Task prompt:
Pick out every line in the entries below that contains the string "green", treating uppercase and lowercase letters as different. Copy each such line without changes.

The data:
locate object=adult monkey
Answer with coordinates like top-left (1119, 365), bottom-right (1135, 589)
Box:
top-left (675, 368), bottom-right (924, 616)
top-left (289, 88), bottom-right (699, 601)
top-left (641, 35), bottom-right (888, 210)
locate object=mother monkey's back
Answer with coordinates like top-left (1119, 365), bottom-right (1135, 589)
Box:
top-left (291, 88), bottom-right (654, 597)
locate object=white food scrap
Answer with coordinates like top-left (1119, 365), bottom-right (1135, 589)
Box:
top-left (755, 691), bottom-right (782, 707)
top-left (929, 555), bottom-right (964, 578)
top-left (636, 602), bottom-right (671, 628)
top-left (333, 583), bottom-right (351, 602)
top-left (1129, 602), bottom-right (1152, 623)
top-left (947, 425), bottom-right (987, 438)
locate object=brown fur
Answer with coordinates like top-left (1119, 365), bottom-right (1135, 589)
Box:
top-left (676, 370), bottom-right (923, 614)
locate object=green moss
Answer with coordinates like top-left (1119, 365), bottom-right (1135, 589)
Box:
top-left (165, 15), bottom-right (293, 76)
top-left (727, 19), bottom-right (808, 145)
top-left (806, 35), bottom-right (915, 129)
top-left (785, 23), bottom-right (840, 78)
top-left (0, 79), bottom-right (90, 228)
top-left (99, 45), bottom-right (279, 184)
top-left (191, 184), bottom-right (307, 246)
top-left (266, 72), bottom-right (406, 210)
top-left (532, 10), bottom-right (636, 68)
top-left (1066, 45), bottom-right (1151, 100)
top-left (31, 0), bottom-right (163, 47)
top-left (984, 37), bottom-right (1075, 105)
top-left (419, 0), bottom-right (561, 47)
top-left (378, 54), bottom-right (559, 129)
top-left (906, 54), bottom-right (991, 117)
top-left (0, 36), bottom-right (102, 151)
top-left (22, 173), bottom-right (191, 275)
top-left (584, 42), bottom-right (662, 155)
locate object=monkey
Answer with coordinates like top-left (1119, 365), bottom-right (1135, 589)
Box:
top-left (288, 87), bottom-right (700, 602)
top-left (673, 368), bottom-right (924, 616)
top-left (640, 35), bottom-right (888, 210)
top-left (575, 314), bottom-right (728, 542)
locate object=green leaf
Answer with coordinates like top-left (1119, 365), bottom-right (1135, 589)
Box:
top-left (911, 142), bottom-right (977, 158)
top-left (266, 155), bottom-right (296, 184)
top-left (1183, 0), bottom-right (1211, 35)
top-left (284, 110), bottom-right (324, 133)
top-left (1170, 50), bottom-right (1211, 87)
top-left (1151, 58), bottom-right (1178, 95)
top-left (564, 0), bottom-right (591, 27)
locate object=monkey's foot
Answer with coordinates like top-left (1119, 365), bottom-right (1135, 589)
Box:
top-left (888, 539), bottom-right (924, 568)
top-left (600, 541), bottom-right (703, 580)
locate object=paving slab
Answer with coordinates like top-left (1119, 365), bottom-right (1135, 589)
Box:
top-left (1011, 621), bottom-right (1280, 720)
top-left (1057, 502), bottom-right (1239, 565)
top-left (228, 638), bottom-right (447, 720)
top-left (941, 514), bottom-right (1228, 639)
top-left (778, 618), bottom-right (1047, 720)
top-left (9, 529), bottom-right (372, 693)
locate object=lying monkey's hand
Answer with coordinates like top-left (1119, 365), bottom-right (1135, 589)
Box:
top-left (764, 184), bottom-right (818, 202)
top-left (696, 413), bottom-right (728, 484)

==

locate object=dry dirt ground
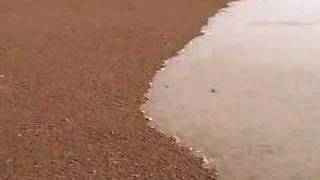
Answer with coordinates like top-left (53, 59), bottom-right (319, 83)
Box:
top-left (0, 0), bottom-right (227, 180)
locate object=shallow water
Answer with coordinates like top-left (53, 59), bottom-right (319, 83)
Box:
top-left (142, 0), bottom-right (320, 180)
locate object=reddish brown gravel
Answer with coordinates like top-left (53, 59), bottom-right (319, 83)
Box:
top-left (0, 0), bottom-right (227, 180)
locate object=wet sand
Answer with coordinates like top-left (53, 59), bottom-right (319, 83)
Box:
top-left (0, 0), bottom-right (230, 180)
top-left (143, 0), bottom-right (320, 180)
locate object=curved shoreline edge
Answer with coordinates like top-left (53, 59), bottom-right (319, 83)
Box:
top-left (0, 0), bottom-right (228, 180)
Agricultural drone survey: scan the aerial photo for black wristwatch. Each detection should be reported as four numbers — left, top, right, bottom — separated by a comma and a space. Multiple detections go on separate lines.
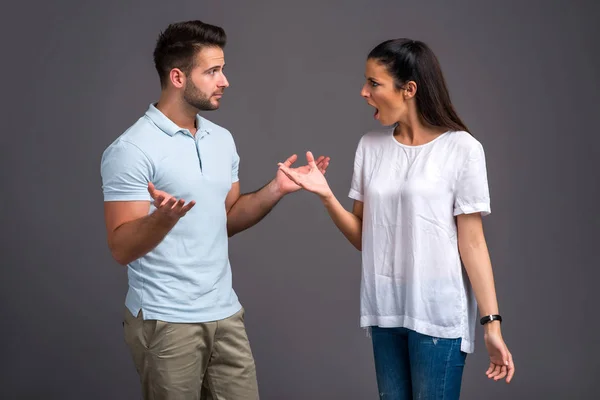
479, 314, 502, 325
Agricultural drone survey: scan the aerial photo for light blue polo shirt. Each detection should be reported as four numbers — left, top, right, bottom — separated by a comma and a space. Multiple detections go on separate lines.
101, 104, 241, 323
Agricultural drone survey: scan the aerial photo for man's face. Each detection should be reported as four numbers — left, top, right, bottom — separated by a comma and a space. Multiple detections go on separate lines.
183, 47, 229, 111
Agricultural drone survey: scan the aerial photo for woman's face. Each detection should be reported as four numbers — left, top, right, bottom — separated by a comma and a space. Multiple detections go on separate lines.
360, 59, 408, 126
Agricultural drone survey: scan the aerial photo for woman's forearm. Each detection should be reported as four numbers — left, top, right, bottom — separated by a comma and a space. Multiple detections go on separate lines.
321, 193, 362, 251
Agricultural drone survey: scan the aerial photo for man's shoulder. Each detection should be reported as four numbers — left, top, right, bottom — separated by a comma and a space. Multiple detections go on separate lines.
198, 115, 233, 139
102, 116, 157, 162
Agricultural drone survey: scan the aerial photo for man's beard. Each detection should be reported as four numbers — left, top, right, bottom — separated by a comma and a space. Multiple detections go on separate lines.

Worked answer:
locate object=green moss
locate object=green leaf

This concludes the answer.